Work instruction
Each of the following records is to be output exactly.

[Items from a data source]
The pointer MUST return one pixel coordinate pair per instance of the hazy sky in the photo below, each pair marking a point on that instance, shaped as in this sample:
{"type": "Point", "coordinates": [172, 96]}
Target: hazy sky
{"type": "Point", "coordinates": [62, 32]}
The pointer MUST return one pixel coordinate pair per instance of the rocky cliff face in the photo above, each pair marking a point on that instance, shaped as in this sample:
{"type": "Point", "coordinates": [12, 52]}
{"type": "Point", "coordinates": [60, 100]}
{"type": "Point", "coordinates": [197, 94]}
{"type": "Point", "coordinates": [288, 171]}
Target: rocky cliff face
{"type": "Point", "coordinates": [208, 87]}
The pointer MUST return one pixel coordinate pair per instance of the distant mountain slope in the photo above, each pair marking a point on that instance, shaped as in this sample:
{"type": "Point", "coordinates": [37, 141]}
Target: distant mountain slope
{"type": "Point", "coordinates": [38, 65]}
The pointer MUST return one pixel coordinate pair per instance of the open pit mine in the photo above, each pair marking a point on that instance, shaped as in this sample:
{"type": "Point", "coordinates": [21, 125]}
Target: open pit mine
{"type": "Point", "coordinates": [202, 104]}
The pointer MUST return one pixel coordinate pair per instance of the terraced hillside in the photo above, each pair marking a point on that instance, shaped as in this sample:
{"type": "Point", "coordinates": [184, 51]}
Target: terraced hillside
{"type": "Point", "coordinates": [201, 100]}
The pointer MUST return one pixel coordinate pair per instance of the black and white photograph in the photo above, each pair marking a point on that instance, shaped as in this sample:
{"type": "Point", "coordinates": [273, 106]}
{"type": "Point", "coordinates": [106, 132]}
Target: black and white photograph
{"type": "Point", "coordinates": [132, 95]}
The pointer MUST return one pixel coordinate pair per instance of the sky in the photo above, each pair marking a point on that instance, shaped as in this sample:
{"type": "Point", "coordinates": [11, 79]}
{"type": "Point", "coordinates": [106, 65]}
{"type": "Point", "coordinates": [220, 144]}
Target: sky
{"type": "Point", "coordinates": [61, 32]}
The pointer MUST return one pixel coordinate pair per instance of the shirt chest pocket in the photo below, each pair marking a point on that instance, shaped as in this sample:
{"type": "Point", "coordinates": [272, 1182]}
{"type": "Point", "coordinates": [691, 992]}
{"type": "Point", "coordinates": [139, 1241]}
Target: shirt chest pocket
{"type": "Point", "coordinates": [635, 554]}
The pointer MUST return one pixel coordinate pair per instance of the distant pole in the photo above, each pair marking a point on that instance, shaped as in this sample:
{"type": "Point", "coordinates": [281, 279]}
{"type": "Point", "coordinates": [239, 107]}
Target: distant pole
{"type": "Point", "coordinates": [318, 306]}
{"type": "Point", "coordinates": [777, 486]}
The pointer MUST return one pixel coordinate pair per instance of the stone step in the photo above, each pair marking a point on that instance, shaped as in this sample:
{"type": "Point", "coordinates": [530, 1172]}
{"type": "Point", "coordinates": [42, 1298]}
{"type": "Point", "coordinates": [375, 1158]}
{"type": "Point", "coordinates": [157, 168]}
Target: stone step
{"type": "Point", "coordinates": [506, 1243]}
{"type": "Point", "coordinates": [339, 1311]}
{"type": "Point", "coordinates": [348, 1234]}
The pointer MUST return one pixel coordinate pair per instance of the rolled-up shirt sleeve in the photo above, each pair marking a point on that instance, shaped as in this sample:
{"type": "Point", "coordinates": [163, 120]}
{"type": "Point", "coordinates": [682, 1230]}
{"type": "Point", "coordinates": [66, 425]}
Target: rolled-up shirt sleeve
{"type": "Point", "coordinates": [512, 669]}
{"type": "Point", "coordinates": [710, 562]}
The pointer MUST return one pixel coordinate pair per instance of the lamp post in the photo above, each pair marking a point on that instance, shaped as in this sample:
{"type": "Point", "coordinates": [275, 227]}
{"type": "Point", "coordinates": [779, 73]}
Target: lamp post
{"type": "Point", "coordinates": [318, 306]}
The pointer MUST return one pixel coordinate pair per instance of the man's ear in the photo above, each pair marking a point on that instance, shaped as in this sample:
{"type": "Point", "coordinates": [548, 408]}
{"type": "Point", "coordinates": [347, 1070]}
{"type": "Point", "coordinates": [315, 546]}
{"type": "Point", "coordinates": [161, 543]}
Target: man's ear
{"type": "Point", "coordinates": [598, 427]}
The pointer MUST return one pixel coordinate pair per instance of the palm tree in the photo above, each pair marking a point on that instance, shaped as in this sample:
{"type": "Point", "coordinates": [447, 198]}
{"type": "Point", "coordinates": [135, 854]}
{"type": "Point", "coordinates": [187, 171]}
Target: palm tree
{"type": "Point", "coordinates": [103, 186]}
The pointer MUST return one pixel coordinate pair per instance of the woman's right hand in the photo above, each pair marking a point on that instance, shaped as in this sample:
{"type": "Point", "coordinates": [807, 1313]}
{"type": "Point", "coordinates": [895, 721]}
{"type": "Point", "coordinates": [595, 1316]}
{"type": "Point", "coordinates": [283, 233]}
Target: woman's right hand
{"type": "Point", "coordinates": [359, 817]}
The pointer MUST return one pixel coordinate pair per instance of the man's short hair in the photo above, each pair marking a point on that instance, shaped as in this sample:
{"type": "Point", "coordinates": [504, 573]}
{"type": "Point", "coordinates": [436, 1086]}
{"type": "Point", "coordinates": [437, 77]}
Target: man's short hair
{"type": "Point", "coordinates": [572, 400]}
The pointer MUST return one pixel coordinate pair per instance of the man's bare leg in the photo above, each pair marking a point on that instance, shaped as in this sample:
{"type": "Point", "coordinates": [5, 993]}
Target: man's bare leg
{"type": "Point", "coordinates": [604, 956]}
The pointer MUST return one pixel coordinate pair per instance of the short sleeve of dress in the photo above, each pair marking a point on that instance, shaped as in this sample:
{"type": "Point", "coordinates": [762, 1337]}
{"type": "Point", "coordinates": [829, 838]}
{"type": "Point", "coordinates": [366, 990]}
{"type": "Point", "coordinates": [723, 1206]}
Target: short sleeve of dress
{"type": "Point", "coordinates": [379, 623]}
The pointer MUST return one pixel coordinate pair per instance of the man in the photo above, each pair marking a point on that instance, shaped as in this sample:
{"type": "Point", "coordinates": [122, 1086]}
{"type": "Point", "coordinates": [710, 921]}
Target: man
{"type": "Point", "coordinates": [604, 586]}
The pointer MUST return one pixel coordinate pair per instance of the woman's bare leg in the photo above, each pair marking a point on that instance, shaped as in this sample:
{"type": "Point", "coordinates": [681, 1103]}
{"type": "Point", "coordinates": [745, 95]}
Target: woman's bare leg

Completed exercise
The pointer MUST return one pixel coordinate pair per instance of the hazy sky in the photo below, each pair marking a point on that instance, shaped as in this sample:
{"type": "Point", "coordinates": [172, 96]}
Target: hazy sky
{"type": "Point", "coordinates": [62, 32]}
The pointer MUST return one pixel coordinate pair per instance of the rocky cliff face in the photo above, each pair marking a point on that instance, shaped as in this sample:
{"type": "Point", "coordinates": [12, 52]}
{"type": "Point", "coordinates": [60, 100]}
{"type": "Point", "coordinates": [197, 94]}
{"type": "Point", "coordinates": [288, 171]}
Target: rocky cliff face
{"type": "Point", "coordinates": [208, 87]}
The pointer MUST return one pixel coordinate pair per instance of the distant mountain slope in the photo above, each pair marking a point on that instance, shaped as in this sample:
{"type": "Point", "coordinates": [37, 141]}
Target: distant mountain slope
{"type": "Point", "coordinates": [38, 65]}
The pointer MUST return one pixel coordinate pair per instance of the open pit mine in the photo above, each pair marking a point on that instance, shaped as in this sample:
{"type": "Point", "coordinates": [21, 125]}
Target: open pit mine
{"type": "Point", "coordinates": [202, 104]}
The pointer MUST return one pixel coordinate pair per instance of the terraced hillside in the photo above, each pair marking a point on that instance, shaped as in this sample:
{"type": "Point", "coordinates": [184, 51]}
Target: terraced hillside
{"type": "Point", "coordinates": [201, 100]}
The pointer MUST return one pixel coordinate pair per instance of the black and white photograph in the photo above, each pair marking a point on that instance, shaped as in this sample:
{"type": "Point", "coordinates": [273, 106]}
{"type": "Point", "coordinates": [106, 132]}
Target: black and white photograph
{"type": "Point", "coordinates": [132, 95]}
The pointer MUST return one pixel coordinate pair per instance of the sky in the photo above, each pair marking a point on that instance, shaped as in this sample:
{"type": "Point", "coordinates": [11, 79]}
{"type": "Point", "coordinates": [106, 65]}
{"type": "Point", "coordinates": [220, 144]}
Target: sky
{"type": "Point", "coordinates": [61, 32]}
The pointer MUST return one pixel coordinate pair per instance of the shirt chest pocket in the photo below, each pair marking a point on that instance, shaped as in this sample:
{"type": "Point", "coordinates": [272, 1182]}
{"type": "Point", "coordinates": [691, 992]}
{"type": "Point", "coordinates": [139, 1241]}
Target: shirt chest pocket
{"type": "Point", "coordinates": [635, 554]}
The pointer MUST return one pixel coordinate pair per instance of the distant pole in the photo above, each pair marking a point on that instance, shaped as in this sample:
{"type": "Point", "coordinates": [281, 279]}
{"type": "Point", "coordinates": [239, 107]}
Target: distant pole
{"type": "Point", "coordinates": [318, 306]}
{"type": "Point", "coordinates": [777, 486]}
The pointer MUST return one pixel coordinate pair per instance of the stone step in the photo above, each pair marking a point on that instance, shaped as in this sample:
{"type": "Point", "coordinates": [530, 1172]}
{"type": "Point", "coordinates": [42, 1298]}
{"type": "Point", "coordinates": [375, 1158]}
{"type": "Point", "coordinates": [157, 168]}
Target: stone step
{"type": "Point", "coordinates": [506, 1243]}
{"type": "Point", "coordinates": [339, 1311]}
{"type": "Point", "coordinates": [348, 1234]}
The pointer MUST return one pixel coordinate pair per instance of the rolled-up shirt sleeve in the photo above, each pair marking a point on that instance, shaped as in this sample:
{"type": "Point", "coordinates": [163, 120]}
{"type": "Point", "coordinates": [682, 1230]}
{"type": "Point", "coordinates": [66, 425]}
Target: rolled-up shirt sleeve
{"type": "Point", "coordinates": [512, 669]}
{"type": "Point", "coordinates": [710, 562]}
The pointer MUST return one pixel coordinate pair per instance of the lamp post in the photo above, each pair marking a point on that instance, shaped as in this sample:
{"type": "Point", "coordinates": [275, 227]}
{"type": "Point", "coordinates": [779, 73]}
Target: lamp post
{"type": "Point", "coordinates": [318, 306]}
The pointer MUST return one pixel coordinate pair per instance of the man's ear in the photo above, each pair marking a point on that instance, shaped as in this sample:
{"type": "Point", "coordinates": [548, 408]}
{"type": "Point", "coordinates": [347, 1070]}
{"type": "Point", "coordinates": [315, 546]}
{"type": "Point", "coordinates": [161, 543]}
Target: man's ear
{"type": "Point", "coordinates": [598, 427]}
The pointer MUST return one pixel coordinate pair per instance of the palm tree in the photo above, each pair marking a point on that instance, shaped as in this sample:
{"type": "Point", "coordinates": [447, 198]}
{"type": "Point", "coordinates": [135, 854]}
{"type": "Point", "coordinates": [187, 171]}
Target: palm tree
{"type": "Point", "coordinates": [103, 186]}
The pointer MUST return one pixel coordinate pair per instance of the woman's right hand in the photo above, each pair marking a point on that instance, shaped as in this sample:
{"type": "Point", "coordinates": [807, 1313]}
{"type": "Point", "coordinates": [895, 721]}
{"type": "Point", "coordinates": [595, 1316]}
{"type": "Point", "coordinates": [283, 233]}
Target: woman's right hand
{"type": "Point", "coordinates": [359, 817]}
The pointer MUST return one pixel coordinate pair per instance of the man's short hair in the photo above, each pair marking a point on that instance, shaped as in this sample:
{"type": "Point", "coordinates": [504, 573]}
{"type": "Point", "coordinates": [436, 1086]}
{"type": "Point", "coordinates": [437, 77]}
Target: man's short hair
{"type": "Point", "coordinates": [572, 400]}
The pointer MUST return one pixel coordinate pair per instance of the man's bare leg in the photo above, each pair marking a point on that instance, shaped as in this sample:
{"type": "Point", "coordinates": [5, 993]}
Target: man's bare leg
{"type": "Point", "coordinates": [604, 956]}
The pointer MUST return one pixel coordinate pair per instance of the short sleeve of dress in the photo above, each pair marking a point on that instance, shaped as in this sample:
{"type": "Point", "coordinates": [762, 1337]}
{"type": "Point", "coordinates": [829, 838]}
{"type": "Point", "coordinates": [366, 990]}
{"type": "Point", "coordinates": [723, 1206]}
Target: short sleeve of dress
{"type": "Point", "coordinates": [379, 623]}
The pointer MUST return one pixel coordinate pair per instance of the man in the photo above, each pair marking a point on that instance, shaped as in this sample:
{"type": "Point", "coordinates": [122, 1086]}
{"type": "Point", "coordinates": [710, 921]}
Target: man
{"type": "Point", "coordinates": [604, 586]}
The pointer MUST return one pixel coordinate pair per instance of the woman's bare leg in the photo above, each pair marking a point on that instance, shaped as in this sample:
{"type": "Point", "coordinates": [681, 1103]}
{"type": "Point", "coordinates": [745, 95]}
Target: woman's bare leg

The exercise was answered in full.